Can you retype only the lines from the one with "For every instance of the cow's head" through the final line of the material, exactly as given?

◆ ◆ ◆ ◆ ◆ ◆ ◆

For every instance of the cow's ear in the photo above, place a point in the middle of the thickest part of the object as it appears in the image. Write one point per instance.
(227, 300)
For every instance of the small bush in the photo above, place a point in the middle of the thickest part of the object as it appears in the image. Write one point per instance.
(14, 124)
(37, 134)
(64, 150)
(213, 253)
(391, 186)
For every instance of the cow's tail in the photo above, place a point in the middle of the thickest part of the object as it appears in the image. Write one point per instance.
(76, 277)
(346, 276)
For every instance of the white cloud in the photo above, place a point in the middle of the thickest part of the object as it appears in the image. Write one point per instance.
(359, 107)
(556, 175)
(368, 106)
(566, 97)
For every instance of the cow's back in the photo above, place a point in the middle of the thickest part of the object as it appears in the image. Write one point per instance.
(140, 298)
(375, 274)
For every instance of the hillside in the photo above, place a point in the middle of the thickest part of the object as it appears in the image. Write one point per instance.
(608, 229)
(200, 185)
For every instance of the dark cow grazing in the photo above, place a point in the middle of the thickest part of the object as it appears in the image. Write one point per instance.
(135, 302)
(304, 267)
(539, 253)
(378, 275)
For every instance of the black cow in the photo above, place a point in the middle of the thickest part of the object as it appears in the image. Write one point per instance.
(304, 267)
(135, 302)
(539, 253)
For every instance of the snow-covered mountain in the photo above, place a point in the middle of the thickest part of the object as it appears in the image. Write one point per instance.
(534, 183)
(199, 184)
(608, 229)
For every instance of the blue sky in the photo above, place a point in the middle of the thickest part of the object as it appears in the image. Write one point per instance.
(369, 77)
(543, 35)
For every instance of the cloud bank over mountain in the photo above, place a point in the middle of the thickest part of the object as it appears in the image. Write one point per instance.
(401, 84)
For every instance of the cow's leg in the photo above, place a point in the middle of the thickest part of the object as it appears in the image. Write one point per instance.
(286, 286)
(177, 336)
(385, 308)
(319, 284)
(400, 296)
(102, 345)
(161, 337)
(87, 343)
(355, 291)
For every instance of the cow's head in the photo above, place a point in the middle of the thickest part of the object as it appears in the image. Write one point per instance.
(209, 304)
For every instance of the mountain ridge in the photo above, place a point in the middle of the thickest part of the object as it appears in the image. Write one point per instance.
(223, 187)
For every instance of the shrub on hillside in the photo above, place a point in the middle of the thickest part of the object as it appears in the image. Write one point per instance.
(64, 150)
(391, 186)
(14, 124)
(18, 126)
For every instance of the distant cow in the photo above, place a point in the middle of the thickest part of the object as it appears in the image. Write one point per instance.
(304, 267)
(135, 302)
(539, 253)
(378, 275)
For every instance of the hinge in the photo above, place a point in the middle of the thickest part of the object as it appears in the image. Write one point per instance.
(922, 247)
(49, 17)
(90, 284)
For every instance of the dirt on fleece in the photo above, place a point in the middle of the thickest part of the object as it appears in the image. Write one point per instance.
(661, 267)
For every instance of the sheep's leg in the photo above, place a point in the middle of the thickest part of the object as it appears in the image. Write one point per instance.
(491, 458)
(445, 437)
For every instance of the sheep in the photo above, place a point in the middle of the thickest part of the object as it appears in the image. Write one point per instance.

◆ ◆ ◆ ◆ ◆ ◆ ◆

• **The output**
For every instance of the cow's head in the photo above, place a point in the middle of the thickest part of the object as it appears in the image. Write one point per instance.
(209, 304)
For every instance of the mountain ridge in the photo above, place a point in the middle of the thickest part of the object as it appears in the image. Write one point per instance.
(223, 187)
For every instance of the shrub on hillside in the photo above, place a point in the middle of the thickest part of the object as it appears in the image. Write one point per instance.
(64, 150)
(391, 186)
(14, 124)
(18, 126)
For every instance of the distant cow in the photo above, place a point in the middle of the thickest part of the object as it appears in the image. Write one point per instance.
(304, 267)
(135, 302)
(539, 253)
(378, 275)
For every instance of the hinge in the photo above, place a point in the middle of the thickest part of the object as it appears in the image. Write one point per instance.
(922, 247)
(49, 17)
(90, 284)
For every instance of the dirt on fleece in the photo above, place a point in the middle of the thickest part of the object as it appears in the image. Write one point per instance.
(661, 267)
For every instance of the sheep's leg in the photo above, place a point in the middle of the thickest part of the object as it appears in the image. Write one point per instance.
(491, 458)
(445, 437)
For every instance of the sheep in the photo above, place a point in the middle of the thickest part of the object as it appears in the image. Write one point per instance.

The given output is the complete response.